What you should do:
Copy exactly the lines from the one containing "Mark the calm" through the last line of the records, both included, and nothing more.
++++ Input for this task
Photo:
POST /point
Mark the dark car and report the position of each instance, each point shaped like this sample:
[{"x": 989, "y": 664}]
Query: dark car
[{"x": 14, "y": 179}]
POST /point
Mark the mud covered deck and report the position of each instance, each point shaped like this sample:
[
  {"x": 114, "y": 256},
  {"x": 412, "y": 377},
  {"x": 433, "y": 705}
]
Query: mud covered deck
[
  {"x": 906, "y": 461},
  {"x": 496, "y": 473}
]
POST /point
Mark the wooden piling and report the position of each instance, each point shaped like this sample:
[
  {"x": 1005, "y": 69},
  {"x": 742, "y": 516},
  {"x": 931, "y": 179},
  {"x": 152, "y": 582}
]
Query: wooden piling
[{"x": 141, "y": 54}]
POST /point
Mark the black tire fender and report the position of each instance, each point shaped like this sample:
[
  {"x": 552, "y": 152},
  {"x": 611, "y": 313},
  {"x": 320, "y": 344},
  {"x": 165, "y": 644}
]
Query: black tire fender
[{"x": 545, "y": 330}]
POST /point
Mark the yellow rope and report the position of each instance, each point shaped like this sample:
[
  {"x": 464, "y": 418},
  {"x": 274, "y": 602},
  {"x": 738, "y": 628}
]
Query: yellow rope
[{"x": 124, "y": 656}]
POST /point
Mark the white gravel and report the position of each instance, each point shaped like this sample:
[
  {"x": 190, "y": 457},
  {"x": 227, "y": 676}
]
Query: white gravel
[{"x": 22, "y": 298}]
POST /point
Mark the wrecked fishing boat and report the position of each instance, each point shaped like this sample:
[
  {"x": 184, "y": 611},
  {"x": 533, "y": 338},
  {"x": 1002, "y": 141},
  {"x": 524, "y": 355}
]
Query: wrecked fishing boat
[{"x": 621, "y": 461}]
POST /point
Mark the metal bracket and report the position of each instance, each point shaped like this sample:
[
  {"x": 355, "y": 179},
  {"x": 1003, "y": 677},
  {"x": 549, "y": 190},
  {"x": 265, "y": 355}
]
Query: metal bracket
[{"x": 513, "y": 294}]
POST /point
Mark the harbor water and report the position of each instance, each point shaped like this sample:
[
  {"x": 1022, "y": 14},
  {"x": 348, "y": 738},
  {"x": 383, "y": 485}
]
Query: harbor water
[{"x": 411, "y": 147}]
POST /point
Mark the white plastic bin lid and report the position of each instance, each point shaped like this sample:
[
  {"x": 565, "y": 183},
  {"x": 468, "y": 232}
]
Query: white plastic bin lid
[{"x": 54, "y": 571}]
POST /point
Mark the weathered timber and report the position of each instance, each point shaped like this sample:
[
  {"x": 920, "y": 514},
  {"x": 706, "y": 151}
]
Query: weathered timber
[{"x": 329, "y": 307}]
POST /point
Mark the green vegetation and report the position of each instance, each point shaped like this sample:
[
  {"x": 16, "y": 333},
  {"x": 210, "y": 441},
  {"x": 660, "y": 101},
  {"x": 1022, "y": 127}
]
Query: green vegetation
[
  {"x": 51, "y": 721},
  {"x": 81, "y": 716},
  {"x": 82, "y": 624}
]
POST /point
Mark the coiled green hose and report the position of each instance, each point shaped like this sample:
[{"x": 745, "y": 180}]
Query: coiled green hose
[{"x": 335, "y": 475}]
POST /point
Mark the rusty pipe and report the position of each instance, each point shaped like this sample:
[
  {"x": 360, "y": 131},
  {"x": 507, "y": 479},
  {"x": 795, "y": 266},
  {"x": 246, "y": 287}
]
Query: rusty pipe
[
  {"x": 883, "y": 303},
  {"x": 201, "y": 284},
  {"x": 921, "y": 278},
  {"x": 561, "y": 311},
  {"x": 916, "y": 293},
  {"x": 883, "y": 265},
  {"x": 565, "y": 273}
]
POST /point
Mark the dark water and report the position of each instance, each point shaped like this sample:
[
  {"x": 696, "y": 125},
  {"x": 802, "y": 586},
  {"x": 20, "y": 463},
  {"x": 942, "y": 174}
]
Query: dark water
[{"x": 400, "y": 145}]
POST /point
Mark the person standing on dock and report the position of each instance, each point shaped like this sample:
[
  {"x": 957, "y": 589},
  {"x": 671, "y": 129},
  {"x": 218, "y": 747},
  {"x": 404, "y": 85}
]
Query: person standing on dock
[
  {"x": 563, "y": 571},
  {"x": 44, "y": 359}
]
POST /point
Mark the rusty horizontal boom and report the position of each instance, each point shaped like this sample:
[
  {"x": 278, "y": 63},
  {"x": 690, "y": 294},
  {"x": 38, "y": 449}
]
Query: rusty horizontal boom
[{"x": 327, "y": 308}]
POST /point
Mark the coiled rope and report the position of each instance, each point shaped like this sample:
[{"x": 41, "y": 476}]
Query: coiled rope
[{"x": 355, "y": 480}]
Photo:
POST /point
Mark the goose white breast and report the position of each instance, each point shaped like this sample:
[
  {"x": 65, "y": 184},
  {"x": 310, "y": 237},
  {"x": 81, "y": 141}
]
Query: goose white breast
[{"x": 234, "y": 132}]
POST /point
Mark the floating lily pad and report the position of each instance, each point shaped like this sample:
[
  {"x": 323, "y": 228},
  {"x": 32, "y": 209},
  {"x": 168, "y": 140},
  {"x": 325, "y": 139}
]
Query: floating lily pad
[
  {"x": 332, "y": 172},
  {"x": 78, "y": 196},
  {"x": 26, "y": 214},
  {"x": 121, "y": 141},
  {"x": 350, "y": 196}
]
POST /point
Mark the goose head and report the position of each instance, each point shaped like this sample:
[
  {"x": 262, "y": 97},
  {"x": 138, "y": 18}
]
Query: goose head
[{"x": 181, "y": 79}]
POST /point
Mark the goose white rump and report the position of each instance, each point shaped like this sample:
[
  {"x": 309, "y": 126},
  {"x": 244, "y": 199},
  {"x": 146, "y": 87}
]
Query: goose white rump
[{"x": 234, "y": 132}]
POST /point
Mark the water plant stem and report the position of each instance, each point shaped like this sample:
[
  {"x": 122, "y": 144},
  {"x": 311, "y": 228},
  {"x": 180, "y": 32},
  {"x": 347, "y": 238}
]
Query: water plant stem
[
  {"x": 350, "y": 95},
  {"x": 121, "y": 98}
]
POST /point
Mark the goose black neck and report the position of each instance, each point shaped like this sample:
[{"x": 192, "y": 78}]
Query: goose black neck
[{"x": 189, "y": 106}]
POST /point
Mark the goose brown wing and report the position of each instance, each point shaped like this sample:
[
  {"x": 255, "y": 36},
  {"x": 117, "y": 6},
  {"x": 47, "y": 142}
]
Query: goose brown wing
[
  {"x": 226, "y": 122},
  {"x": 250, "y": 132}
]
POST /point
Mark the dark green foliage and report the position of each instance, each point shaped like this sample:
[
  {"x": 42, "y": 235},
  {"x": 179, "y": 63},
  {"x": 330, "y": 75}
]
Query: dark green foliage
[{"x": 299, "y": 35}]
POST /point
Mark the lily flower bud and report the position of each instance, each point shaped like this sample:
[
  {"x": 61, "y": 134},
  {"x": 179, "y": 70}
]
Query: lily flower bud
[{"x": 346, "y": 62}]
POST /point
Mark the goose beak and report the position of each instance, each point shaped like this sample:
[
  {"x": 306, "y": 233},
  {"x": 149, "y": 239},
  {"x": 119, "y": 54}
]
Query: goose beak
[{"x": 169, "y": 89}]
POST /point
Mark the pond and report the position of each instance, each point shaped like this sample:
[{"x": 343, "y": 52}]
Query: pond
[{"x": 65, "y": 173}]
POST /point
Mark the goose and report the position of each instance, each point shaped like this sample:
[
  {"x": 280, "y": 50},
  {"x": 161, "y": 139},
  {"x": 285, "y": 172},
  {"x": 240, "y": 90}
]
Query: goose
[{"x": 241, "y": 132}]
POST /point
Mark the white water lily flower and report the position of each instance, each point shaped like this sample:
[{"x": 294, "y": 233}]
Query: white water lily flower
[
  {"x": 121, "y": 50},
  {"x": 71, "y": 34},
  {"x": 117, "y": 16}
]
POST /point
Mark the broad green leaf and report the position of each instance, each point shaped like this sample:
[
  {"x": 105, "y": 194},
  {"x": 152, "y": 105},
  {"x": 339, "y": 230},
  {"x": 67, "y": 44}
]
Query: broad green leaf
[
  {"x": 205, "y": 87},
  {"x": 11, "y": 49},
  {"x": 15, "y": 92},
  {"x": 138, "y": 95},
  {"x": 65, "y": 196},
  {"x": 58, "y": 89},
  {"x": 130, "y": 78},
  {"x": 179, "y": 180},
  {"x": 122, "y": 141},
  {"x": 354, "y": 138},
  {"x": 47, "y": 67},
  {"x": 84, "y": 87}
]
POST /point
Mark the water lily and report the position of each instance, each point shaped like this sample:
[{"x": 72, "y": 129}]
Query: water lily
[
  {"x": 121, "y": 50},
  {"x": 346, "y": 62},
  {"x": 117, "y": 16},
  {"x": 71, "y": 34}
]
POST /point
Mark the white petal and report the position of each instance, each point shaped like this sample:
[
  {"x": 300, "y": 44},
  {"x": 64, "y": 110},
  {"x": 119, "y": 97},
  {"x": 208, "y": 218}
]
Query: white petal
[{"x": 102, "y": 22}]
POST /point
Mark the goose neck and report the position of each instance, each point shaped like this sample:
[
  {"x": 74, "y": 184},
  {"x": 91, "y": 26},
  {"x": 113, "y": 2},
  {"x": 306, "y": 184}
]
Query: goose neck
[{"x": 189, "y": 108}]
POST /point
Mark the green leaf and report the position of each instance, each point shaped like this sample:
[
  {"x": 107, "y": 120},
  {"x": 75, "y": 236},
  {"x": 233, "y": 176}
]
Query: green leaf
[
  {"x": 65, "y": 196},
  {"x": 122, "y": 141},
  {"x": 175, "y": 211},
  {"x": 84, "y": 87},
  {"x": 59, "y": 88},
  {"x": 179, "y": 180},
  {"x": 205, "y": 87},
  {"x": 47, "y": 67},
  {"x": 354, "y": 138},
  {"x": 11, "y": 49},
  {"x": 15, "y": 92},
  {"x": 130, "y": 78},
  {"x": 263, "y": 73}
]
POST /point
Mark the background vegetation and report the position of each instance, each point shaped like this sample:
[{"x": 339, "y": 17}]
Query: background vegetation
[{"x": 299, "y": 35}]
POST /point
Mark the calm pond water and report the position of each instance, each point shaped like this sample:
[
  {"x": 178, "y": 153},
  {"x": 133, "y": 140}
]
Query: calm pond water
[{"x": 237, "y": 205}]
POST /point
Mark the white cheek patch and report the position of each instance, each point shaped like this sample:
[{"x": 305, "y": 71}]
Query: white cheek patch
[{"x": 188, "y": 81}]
++++++++
Written solution:
Mark the calm pond water and report the position of each instance, each point shaped like this sample:
[
  {"x": 178, "y": 153},
  {"x": 133, "y": 140}
]
Query: calm pond water
[{"x": 237, "y": 205}]
POST /point
Mark the white cheek patch and report the position of each instance, each point shaped like this sample:
[{"x": 305, "y": 71}]
Query: white cheek patch
[{"x": 188, "y": 81}]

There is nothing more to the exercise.